Problem details ::
Can you copy the lines from the one that contains "the wet soil" through the end of the material below, exactly and with nothing else?

[Begin Provided entries]

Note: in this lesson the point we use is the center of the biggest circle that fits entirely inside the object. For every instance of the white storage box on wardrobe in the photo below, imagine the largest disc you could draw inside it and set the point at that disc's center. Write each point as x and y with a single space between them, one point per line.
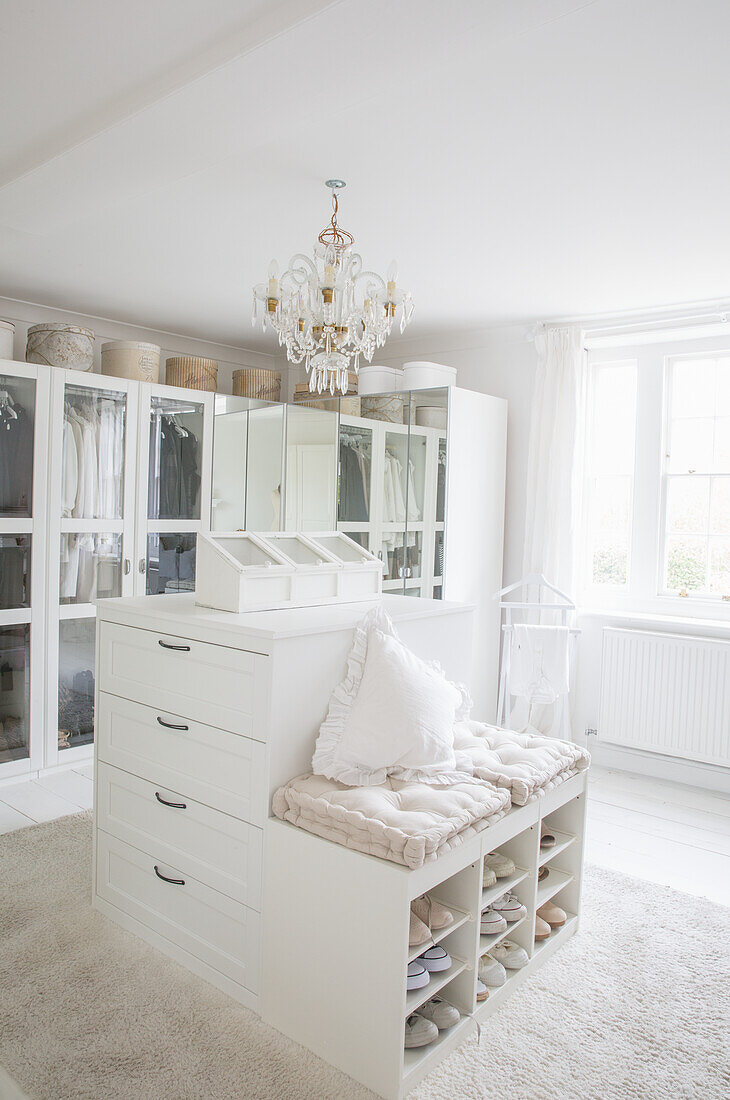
201 716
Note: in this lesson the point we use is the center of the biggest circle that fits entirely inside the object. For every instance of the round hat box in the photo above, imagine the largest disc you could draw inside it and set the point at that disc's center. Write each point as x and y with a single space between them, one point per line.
264 385
129 359
58 344
190 372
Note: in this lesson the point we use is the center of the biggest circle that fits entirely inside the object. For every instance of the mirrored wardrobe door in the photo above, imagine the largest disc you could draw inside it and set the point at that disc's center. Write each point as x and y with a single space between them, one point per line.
174 486
24 410
90 541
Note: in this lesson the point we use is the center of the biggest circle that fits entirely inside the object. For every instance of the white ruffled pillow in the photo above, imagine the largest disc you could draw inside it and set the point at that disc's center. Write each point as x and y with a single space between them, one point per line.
393 715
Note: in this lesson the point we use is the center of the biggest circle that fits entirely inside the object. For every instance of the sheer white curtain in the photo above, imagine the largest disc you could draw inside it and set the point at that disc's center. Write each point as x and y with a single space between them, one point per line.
554 463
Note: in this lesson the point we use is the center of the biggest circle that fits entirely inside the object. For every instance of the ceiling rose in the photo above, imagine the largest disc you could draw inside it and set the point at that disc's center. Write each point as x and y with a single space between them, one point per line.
328 311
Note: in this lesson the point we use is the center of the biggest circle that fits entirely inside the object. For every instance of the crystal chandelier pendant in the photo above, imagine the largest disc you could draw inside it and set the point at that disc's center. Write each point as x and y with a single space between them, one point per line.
328 311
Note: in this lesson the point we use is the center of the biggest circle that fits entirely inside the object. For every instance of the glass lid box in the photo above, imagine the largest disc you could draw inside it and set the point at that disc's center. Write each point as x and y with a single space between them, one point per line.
244 571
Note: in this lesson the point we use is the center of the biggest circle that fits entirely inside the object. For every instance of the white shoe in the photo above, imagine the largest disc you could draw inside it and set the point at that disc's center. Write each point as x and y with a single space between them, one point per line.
511 956
440 1013
491 923
491 972
434 959
418 976
510 908
420 1031
502 866
488 877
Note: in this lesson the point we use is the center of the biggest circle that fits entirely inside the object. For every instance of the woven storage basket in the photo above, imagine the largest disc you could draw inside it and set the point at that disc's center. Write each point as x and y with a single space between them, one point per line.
190 372
264 385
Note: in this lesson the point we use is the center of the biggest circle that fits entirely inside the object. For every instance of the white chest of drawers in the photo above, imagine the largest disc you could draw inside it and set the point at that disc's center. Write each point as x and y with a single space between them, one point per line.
200 716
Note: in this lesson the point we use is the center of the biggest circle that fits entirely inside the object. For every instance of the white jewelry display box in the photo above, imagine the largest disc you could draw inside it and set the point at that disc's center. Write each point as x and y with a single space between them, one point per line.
245 571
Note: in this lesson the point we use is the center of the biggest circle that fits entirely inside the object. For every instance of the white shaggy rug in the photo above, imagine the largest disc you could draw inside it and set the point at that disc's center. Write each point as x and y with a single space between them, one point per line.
637 1005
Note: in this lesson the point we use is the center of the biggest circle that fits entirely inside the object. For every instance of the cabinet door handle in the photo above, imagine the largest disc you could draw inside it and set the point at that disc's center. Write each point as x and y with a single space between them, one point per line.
175 882
173 805
170 725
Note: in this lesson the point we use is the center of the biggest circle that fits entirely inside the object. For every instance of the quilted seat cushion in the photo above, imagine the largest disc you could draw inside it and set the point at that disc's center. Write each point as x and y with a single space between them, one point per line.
528 765
406 822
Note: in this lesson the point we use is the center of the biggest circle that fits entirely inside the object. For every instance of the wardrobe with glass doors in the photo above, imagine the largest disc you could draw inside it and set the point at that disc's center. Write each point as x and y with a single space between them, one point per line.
102 495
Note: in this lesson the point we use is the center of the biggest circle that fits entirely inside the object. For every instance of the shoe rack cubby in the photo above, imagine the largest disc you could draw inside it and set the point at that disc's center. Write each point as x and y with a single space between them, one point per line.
335 946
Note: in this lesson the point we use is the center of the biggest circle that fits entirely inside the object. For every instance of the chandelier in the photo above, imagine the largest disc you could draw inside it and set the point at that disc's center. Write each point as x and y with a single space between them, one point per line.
328 311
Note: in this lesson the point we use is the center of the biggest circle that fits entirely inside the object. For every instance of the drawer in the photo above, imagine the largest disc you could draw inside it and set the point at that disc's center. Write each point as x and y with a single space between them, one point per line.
216 684
207 924
207 845
220 769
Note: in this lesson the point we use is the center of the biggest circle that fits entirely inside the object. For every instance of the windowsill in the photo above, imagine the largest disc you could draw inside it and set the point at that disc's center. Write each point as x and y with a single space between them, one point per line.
681 624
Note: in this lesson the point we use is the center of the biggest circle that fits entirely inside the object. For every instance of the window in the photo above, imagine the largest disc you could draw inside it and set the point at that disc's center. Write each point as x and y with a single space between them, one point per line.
656 502
610 481
696 514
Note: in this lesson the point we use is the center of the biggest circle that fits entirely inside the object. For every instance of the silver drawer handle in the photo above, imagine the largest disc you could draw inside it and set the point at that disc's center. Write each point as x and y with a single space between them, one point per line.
175 882
170 725
173 805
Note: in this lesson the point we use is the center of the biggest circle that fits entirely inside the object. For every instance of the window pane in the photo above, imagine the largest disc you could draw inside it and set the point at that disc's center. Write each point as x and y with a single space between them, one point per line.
685 562
610 558
610 506
615 419
693 388
687 504
722 444
690 446
723 387
720 509
720 567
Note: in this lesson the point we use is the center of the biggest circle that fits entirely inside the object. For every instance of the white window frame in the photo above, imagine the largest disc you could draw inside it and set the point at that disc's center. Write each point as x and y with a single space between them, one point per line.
644 590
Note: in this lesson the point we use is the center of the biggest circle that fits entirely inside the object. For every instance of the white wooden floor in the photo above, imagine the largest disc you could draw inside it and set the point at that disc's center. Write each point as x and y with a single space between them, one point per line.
30 802
666 833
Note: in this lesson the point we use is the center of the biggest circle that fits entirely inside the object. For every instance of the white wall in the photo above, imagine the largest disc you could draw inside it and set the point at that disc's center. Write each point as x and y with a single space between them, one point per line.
500 362
24 314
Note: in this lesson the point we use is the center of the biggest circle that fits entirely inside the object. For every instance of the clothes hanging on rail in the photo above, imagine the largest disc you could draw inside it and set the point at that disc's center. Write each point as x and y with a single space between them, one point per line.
15 457
91 460
354 481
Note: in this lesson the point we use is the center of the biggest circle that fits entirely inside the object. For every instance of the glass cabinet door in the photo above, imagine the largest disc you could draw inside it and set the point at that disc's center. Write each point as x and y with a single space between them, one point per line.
24 394
90 538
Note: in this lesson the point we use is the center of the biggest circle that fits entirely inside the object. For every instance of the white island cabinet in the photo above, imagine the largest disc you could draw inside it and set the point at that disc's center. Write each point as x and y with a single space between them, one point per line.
200 716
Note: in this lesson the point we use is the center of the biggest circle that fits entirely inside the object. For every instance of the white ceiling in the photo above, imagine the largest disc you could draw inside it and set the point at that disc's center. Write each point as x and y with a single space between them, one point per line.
521 158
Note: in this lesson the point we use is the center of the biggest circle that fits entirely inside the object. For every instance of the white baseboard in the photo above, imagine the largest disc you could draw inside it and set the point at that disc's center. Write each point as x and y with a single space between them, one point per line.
708 777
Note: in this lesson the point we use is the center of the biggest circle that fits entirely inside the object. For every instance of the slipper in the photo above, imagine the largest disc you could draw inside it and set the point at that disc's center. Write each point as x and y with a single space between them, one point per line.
491 923
434 959
440 1013
491 972
488 877
511 956
502 866
553 914
418 933
542 930
418 976
510 908
432 913
419 1031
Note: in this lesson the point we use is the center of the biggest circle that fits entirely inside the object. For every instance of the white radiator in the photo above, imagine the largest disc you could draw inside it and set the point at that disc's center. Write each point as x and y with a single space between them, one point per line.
666 693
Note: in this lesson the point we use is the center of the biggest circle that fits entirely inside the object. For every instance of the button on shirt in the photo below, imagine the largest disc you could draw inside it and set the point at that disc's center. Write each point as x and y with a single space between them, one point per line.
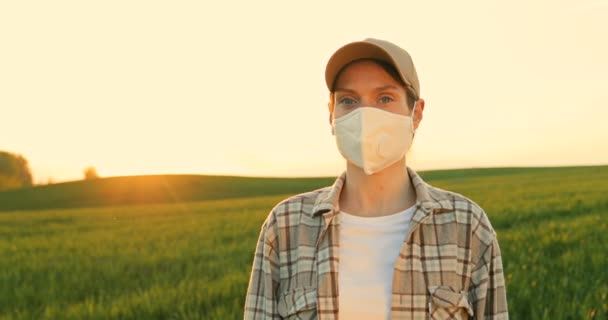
369 247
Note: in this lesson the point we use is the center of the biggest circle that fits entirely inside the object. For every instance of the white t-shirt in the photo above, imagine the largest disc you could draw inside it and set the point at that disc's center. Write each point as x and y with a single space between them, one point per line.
369 247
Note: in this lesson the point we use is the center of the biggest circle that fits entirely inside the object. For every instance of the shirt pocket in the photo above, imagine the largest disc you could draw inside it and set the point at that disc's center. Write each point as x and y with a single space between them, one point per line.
449 304
299 303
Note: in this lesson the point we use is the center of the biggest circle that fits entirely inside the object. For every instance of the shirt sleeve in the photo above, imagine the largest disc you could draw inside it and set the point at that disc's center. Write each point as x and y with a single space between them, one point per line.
261 300
488 285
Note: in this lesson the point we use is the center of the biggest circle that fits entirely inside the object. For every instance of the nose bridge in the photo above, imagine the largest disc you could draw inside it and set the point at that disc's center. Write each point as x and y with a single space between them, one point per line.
368 100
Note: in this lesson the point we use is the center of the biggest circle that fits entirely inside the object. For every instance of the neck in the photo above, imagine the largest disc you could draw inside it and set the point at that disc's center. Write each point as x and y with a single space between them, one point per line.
386 192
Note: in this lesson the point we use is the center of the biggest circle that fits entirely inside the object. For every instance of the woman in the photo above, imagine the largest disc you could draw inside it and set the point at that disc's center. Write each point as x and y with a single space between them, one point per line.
380 243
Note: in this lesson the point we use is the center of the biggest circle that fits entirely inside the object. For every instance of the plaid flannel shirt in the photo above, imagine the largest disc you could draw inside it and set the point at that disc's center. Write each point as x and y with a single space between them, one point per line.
449 266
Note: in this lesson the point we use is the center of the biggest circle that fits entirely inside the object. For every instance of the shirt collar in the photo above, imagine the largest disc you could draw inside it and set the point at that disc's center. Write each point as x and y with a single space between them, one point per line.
429 198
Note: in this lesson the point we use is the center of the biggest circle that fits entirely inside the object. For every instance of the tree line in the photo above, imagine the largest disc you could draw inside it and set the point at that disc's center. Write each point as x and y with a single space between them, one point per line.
15 171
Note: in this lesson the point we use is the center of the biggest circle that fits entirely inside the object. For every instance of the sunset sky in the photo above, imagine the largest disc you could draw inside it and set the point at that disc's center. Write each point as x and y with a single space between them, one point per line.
237 87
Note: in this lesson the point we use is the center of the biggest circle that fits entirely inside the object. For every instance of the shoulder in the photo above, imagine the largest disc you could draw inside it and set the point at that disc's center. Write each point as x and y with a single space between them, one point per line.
293 209
467 212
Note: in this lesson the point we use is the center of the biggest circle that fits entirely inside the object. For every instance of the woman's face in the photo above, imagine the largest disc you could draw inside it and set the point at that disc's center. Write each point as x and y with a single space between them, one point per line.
365 83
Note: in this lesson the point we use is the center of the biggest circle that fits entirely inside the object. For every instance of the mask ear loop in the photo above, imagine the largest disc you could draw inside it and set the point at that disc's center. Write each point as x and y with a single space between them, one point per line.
412 117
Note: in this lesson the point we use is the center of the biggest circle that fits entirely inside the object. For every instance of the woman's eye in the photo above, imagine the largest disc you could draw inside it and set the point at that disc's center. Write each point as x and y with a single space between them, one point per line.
347 101
386 99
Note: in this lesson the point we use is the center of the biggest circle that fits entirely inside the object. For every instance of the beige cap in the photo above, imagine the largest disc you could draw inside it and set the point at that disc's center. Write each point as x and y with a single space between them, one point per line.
373 49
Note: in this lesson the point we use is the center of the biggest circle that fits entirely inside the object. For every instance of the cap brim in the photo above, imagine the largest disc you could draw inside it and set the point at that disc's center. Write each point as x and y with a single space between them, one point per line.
351 52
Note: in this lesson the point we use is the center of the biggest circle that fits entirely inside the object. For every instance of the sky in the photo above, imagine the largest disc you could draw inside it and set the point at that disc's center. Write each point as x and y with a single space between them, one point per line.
237 87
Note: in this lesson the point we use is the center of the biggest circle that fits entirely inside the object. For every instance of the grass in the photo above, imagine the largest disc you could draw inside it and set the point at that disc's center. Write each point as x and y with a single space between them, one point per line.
191 260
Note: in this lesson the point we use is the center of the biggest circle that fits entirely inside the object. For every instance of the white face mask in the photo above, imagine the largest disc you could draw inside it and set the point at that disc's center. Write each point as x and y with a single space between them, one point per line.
373 139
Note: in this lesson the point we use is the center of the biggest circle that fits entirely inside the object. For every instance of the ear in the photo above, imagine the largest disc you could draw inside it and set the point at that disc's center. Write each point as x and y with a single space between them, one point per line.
418 113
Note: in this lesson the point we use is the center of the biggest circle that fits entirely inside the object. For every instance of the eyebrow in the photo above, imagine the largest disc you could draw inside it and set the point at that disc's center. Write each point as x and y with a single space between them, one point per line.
376 89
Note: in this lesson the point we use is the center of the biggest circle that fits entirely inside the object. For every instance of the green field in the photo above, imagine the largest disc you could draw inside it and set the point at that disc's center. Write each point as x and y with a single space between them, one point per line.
185 253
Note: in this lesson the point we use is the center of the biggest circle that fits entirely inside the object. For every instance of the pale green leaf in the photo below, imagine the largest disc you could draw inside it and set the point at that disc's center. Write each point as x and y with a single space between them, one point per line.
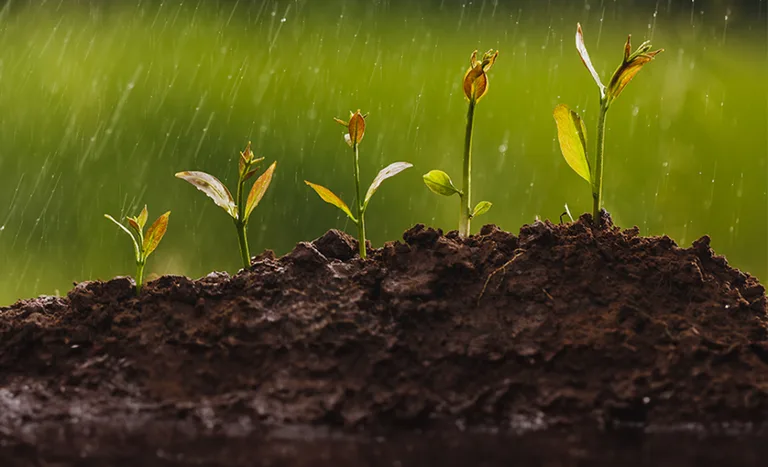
212 187
439 182
155 233
329 197
387 172
572 135
258 189
136 249
582 49
481 208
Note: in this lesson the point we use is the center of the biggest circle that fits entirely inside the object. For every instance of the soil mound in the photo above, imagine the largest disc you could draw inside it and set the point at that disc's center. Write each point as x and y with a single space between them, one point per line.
560 325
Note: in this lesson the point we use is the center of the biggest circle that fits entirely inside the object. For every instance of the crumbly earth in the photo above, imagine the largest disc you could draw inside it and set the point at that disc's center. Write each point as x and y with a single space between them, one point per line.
562 325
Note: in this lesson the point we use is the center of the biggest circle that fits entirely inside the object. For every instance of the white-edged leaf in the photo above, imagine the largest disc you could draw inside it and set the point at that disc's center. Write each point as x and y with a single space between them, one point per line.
582 49
155 233
258 189
440 183
387 172
212 187
481 208
136 249
329 197
572 135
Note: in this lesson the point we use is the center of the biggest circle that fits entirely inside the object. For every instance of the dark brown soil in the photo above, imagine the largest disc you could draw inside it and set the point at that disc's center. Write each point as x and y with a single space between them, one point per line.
576 327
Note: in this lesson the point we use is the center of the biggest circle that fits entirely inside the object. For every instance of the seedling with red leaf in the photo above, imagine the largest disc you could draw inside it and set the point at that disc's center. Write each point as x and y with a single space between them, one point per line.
355 132
475 86
571 132
143 245
239 210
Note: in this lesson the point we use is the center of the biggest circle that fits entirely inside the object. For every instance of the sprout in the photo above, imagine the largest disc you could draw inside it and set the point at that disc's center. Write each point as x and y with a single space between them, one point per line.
143 245
571 132
475 85
354 135
239 210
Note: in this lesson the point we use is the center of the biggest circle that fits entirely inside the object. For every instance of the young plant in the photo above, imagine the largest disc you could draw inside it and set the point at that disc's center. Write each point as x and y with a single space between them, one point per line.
571 132
475 86
238 208
353 137
143 245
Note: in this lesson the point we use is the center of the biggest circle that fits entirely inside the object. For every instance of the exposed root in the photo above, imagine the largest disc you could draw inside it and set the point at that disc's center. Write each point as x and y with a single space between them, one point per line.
518 253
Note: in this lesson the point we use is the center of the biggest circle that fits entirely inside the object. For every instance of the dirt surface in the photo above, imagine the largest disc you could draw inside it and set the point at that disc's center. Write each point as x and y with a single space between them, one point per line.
561 326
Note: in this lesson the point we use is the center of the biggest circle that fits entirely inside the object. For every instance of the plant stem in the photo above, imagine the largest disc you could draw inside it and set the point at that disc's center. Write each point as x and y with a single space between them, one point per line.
240 224
465 198
597 186
359 201
139 277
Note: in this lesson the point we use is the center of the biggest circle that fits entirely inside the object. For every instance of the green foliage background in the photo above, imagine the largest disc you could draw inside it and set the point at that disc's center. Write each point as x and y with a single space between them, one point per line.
103 102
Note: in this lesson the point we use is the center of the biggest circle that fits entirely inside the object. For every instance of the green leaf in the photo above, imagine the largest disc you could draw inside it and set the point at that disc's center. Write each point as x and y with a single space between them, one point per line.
481 208
582 49
212 187
136 249
439 182
258 189
155 233
387 172
573 140
329 197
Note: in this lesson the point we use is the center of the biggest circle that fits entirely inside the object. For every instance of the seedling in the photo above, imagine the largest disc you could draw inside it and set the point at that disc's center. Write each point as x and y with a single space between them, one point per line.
571 131
475 86
239 210
354 135
143 245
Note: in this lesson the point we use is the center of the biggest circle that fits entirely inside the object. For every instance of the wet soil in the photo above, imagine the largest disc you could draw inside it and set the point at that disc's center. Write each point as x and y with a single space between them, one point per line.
562 329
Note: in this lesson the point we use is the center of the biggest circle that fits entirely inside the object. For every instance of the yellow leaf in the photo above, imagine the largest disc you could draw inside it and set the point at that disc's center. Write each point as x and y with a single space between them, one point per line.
329 197
573 140
155 233
258 189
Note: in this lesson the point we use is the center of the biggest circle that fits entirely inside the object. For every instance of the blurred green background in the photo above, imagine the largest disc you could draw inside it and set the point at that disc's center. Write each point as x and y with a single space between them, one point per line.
102 102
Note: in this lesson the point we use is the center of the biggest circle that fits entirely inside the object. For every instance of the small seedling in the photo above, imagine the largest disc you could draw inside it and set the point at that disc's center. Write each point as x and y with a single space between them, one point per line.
353 137
143 245
475 86
239 210
571 131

[End Provided entries]

Written reply ::
Note: in this lesson the point we use is the center of the biggest circle that fits entirely inside the object. For every instance of the wet soil in the photo above, imagine the largest disc you could draw inside it and set the point at that disc's center. Write each point as x and y with a single space between them, one point per line.
562 329
Note: in this lesson the point we use is the center of the biggest circle that fits entirely inside the object. For every instance of the yellow leaf in the photo above, imagine the largest disc you could draw inside it and set the point at that disc's center. Write each point as x and y with a single space between them, one point per line.
329 197
573 140
155 233
258 189
Note: in this lesson the point we use is the center of the biggest circle that fits entirely inside the object. For every instance of the blurred green background in the photo above, imagine the largest disc you could draw inside it and set the point at that disc's center. Write each point as x and y with a single space between them, one point per line.
102 102
Note: in this lesson the point we use is the center of the biggest circle that fits entirely inside the object. For every instance of the small seedling in the photo above, imagine the largest disc you could draw inside it and set the point at that disc's center. Write each point as x and y with a single space between them, one point per line.
353 137
143 245
475 86
239 210
571 131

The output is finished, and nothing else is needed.